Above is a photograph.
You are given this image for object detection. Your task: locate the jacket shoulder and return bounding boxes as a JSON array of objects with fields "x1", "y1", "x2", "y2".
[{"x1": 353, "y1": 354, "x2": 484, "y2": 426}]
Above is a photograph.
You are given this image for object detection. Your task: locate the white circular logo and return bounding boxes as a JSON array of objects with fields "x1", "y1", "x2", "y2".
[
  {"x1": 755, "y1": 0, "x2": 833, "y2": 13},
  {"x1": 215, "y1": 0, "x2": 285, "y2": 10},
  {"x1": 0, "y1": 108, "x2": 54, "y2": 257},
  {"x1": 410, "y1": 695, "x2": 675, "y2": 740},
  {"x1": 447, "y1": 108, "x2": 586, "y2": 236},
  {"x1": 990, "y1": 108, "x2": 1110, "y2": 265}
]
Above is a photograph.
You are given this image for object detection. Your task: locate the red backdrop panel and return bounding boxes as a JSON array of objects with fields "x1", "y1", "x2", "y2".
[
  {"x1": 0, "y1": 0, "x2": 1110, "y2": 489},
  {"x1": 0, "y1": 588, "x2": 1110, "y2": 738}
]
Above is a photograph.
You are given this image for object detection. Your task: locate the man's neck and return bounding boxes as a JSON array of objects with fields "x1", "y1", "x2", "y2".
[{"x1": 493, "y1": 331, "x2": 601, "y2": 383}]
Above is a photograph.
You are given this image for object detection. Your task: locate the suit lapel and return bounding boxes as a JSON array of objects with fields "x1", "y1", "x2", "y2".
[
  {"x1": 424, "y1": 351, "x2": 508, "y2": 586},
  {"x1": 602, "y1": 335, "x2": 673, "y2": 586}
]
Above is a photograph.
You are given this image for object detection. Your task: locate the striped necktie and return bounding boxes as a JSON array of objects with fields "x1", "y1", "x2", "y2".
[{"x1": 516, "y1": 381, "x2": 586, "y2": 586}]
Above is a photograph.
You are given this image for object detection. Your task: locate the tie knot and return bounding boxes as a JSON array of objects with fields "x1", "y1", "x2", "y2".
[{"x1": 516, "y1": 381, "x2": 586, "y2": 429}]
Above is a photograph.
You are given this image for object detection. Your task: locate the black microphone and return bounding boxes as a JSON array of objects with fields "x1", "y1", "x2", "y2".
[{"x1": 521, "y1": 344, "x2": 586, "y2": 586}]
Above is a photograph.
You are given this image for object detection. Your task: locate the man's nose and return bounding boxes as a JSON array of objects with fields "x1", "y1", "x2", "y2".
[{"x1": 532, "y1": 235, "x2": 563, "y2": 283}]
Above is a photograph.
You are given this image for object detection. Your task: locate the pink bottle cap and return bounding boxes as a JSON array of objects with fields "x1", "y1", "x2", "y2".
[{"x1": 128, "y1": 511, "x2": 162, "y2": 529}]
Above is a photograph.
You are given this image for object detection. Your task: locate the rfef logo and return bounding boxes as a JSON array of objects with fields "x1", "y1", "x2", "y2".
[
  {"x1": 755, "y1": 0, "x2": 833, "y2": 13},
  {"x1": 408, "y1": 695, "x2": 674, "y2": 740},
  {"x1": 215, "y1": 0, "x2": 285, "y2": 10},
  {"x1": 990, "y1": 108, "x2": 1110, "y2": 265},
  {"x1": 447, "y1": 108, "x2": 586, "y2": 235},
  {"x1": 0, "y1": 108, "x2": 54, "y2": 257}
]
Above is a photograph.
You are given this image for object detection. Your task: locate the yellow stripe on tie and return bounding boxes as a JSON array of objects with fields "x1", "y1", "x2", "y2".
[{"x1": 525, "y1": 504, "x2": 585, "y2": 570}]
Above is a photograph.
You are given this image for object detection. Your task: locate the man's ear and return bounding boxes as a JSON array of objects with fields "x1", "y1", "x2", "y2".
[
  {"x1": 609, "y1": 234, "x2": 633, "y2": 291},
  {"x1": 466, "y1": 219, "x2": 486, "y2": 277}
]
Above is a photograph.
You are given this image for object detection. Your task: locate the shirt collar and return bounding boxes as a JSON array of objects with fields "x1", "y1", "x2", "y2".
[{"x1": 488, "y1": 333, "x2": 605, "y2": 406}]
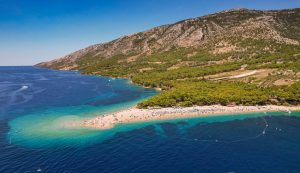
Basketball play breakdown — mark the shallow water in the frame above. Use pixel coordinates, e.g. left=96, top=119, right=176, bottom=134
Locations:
left=0, top=67, right=300, bottom=173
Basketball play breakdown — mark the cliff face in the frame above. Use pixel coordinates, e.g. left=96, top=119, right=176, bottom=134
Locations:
left=37, top=9, right=300, bottom=70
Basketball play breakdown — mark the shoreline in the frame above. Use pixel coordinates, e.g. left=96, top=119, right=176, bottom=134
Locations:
left=79, top=105, right=300, bottom=130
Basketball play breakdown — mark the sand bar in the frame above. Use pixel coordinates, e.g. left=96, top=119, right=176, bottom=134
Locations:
left=80, top=105, right=300, bottom=129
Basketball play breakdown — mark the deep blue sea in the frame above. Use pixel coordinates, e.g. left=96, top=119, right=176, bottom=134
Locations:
left=0, top=67, right=300, bottom=173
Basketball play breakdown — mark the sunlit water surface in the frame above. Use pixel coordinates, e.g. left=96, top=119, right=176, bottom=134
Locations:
left=0, top=67, right=300, bottom=173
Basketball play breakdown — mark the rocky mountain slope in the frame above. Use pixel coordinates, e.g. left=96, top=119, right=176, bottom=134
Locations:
left=37, top=9, right=300, bottom=107
left=38, top=9, right=300, bottom=70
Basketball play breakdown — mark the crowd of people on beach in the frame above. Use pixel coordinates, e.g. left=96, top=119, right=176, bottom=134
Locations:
left=83, top=105, right=299, bottom=129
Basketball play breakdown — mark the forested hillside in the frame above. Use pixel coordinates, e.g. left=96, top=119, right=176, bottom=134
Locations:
left=38, top=9, right=300, bottom=107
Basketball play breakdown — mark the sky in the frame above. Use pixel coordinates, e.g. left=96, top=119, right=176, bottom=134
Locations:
left=0, top=0, right=300, bottom=66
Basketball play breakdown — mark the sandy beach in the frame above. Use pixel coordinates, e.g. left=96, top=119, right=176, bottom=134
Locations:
left=80, top=105, right=300, bottom=129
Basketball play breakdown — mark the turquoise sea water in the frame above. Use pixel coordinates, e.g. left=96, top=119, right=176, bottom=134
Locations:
left=0, top=67, right=300, bottom=173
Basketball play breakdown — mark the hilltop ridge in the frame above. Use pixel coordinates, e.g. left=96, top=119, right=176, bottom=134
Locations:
left=37, top=8, right=300, bottom=107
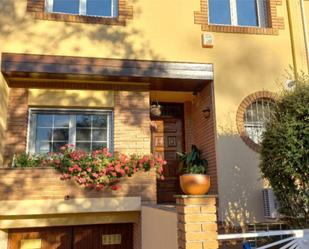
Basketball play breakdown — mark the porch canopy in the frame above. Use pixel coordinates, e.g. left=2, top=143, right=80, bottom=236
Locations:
left=1, top=53, right=213, bottom=92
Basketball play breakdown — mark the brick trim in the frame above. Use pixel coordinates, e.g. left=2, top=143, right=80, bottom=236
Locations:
left=27, top=0, right=133, bottom=26
left=194, top=0, right=284, bottom=35
left=236, top=91, right=277, bottom=153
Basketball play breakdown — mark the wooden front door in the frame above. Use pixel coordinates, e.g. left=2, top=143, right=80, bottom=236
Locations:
left=152, top=117, right=183, bottom=203
left=8, top=224, right=133, bottom=249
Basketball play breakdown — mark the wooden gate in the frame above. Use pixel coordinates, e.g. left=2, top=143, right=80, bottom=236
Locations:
left=8, top=224, right=133, bottom=249
left=152, top=117, right=183, bottom=203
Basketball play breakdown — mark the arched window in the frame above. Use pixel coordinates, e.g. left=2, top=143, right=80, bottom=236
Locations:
left=237, top=91, right=275, bottom=151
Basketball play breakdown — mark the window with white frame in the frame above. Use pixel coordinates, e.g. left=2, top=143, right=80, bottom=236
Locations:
left=208, top=0, right=268, bottom=28
left=28, top=109, right=112, bottom=154
left=244, top=98, right=274, bottom=144
left=45, top=0, right=118, bottom=17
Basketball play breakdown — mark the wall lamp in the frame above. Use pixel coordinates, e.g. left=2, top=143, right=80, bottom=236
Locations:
left=202, top=107, right=211, bottom=119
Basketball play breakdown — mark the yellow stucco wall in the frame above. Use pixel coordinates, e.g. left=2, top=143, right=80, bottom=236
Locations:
left=0, top=0, right=307, bottom=222
left=28, top=89, right=114, bottom=108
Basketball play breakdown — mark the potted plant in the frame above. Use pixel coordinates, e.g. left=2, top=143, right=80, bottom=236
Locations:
left=177, top=145, right=210, bottom=195
left=150, top=102, right=161, bottom=117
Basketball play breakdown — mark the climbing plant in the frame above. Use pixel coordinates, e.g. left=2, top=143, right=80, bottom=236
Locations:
left=260, top=77, right=309, bottom=227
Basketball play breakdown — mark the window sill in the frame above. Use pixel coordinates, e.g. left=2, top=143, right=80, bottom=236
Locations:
left=202, top=24, right=279, bottom=35
left=34, top=12, right=126, bottom=26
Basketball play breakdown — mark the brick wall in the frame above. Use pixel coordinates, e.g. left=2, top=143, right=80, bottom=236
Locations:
left=176, top=195, right=219, bottom=249
left=0, top=88, right=156, bottom=202
left=3, top=88, right=28, bottom=166
left=114, top=91, right=150, bottom=155
left=185, top=84, right=218, bottom=193
left=0, top=168, right=156, bottom=203
left=194, top=0, right=284, bottom=35
left=4, top=88, right=150, bottom=166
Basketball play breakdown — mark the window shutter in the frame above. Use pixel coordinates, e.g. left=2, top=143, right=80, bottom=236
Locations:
left=256, top=0, right=268, bottom=28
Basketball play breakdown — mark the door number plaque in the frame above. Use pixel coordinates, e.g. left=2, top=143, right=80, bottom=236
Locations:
left=20, top=239, right=42, bottom=249
left=102, top=234, right=121, bottom=246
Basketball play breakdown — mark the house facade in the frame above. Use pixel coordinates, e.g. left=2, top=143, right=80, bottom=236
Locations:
left=0, top=0, right=309, bottom=249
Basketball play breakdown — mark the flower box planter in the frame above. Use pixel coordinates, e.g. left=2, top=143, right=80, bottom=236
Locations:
left=0, top=167, right=156, bottom=203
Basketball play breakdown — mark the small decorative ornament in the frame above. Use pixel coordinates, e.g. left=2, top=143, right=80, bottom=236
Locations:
left=150, top=103, right=162, bottom=117
left=202, top=33, right=214, bottom=48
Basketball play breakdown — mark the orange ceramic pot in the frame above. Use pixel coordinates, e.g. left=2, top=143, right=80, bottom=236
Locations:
left=180, top=174, right=210, bottom=195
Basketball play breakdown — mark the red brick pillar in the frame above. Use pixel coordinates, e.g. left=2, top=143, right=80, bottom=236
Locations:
left=176, top=195, right=219, bottom=249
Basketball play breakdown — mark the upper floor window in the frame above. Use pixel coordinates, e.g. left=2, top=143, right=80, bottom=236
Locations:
left=28, top=109, right=112, bottom=153
left=208, top=0, right=268, bottom=27
left=46, top=0, right=118, bottom=17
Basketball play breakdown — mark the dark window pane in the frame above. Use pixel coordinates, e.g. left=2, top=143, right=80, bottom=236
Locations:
left=36, top=128, right=52, bottom=141
left=92, top=115, right=107, bottom=128
left=92, top=129, right=107, bottom=141
left=92, top=142, right=107, bottom=150
left=209, top=0, right=231, bottom=25
left=76, top=115, right=91, bottom=127
left=53, top=142, right=67, bottom=152
left=237, top=0, right=258, bottom=26
left=76, top=142, right=91, bottom=152
left=86, top=0, right=112, bottom=16
left=53, top=0, right=79, bottom=14
left=35, top=140, right=51, bottom=153
left=76, top=129, right=91, bottom=141
left=55, top=115, right=70, bottom=127
left=54, top=129, right=69, bottom=143
left=36, top=114, right=53, bottom=127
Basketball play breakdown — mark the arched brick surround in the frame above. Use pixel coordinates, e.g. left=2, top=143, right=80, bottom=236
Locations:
left=236, top=91, right=277, bottom=152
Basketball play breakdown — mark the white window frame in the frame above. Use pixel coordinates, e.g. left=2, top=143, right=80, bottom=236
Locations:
left=243, top=98, right=274, bottom=144
left=45, top=0, right=118, bottom=18
left=26, top=108, right=114, bottom=154
left=208, top=0, right=268, bottom=28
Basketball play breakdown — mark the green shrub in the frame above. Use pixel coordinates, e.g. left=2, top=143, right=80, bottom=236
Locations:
left=177, top=145, right=208, bottom=174
left=260, top=79, right=309, bottom=227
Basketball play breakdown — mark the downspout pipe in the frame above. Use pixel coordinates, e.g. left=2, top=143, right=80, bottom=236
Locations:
left=287, top=0, right=298, bottom=78
left=300, top=0, right=309, bottom=74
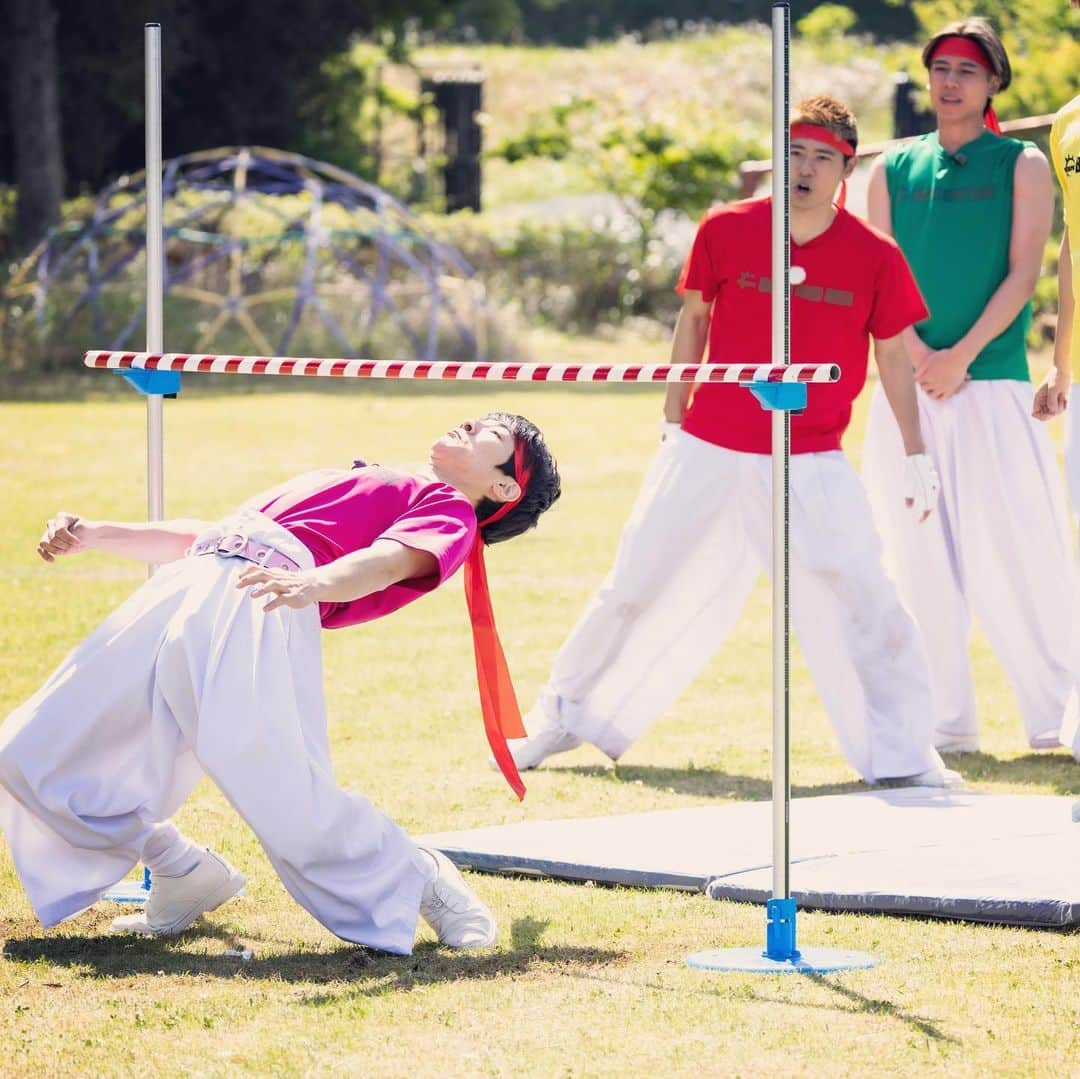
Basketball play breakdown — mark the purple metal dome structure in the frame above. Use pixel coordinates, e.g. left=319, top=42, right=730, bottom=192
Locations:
left=3, top=147, right=490, bottom=366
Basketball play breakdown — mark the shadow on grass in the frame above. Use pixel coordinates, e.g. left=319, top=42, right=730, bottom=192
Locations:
left=545, top=765, right=868, bottom=801
left=2, top=918, right=624, bottom=989
left=544, top=748, right=1080, bottom=801
left=945, top=748, right=1080, bottom=795
left=802, top=974, right=962, bottom=1046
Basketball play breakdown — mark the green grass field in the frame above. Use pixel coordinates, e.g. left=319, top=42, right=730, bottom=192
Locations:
left=0, top=342, right=1080, bottom=1076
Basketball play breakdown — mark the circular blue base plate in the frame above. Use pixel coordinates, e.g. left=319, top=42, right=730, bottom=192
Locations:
left=102, top=880, right=150, bottom=903
left=686, top=947, right=877, bottom=974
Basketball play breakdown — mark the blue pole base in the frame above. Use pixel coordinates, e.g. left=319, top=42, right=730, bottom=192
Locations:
left=765, top=899, right=799, bottom=962
left=102, top=866, right=150, bottom=905
left=686, top=948, right=877, bottom=974
left=746, top=382, right=807, bottom=413
left=686, top=899, right=877, bottom=974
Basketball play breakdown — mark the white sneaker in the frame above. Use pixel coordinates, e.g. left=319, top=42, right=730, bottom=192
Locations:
left=1027, top=730, right=1062, bottom=750
left=503, top=727, right=583, bottom=772
left=872, top=765, right=964, bottom=791
left=420, top=847, right=497, bottom=948
left=111, top=850, right=245, bottom=936
left=934, top=734, right=982, bottom=753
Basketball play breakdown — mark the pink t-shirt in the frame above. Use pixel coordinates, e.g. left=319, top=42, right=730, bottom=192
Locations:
left=257, top=464, right=476, bottom=630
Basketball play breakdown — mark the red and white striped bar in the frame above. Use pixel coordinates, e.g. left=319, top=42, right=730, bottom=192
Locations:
left=83, top=351, right=840, bottom=383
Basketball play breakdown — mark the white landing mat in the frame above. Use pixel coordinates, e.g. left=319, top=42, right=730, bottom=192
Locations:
left=421, top=787, right=1080, bottom=928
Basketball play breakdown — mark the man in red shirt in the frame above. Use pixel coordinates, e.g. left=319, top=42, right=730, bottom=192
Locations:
left=501, top=97, right=961, bottom=786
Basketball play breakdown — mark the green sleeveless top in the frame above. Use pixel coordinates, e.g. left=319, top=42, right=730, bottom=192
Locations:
left=885, top=131, right=1034, bottom=381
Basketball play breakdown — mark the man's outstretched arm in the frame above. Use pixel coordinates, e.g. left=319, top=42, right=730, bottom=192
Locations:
left=38, top=510, right=210, bottom=565
left=664, top=288, right=712, bottom=423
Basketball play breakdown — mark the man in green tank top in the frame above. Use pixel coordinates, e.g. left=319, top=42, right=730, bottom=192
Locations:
left=864, top=18, right=1077, bottom=753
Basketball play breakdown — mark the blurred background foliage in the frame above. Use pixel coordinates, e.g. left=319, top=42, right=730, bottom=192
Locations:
left=0, top=0, right=1080, bottom=370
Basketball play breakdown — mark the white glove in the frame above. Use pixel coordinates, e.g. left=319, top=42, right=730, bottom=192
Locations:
left=904, top=454, right=942, bottom=521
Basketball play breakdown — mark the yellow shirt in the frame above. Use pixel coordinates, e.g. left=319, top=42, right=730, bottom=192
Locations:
left=1050, top=94, right=1080, bottom=377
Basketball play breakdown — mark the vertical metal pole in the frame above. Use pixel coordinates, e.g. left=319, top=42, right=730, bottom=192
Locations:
left=772, top=0, right=792, bottom=900
left=143, top=23, right=165, bottom=548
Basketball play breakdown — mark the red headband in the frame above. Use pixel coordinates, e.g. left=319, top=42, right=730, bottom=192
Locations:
left=927, top=35, right=1001, bottom=135
left=792, top=123, right=855, bottom=158
left=791, top=122, right=855, bottom=210
left=465, top=440, right=531, bottom=798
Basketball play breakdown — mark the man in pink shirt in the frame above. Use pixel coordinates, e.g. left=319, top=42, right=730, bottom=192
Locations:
left=0, top=413, right=559, bottom=954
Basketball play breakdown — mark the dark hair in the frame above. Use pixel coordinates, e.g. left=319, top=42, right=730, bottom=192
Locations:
left=922, top=17, right=1012, bottom=90
left=476, top=413, right=563, bottom=543
left=792, top=94, right=859, bottom=150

[Request]:
Could you write out everything from the line containing "Basketball play breakdown — mark the blue" down to the line containing "left=686, top=948, right=877, bottom=974", substituting "navy" for "blue" and leaving the rest unchanged?

[Result]:
Basketball play breakdown — mark the navy pole base in the frame above. Use pixel coordinates, e.g. left=319, top=42, right=730, bottom=192
Locations:
left=765, top=899, right=799, bottom=962
left=102, top=866, right=150, bottom=905
left=686, top=948, right=877, bottom=974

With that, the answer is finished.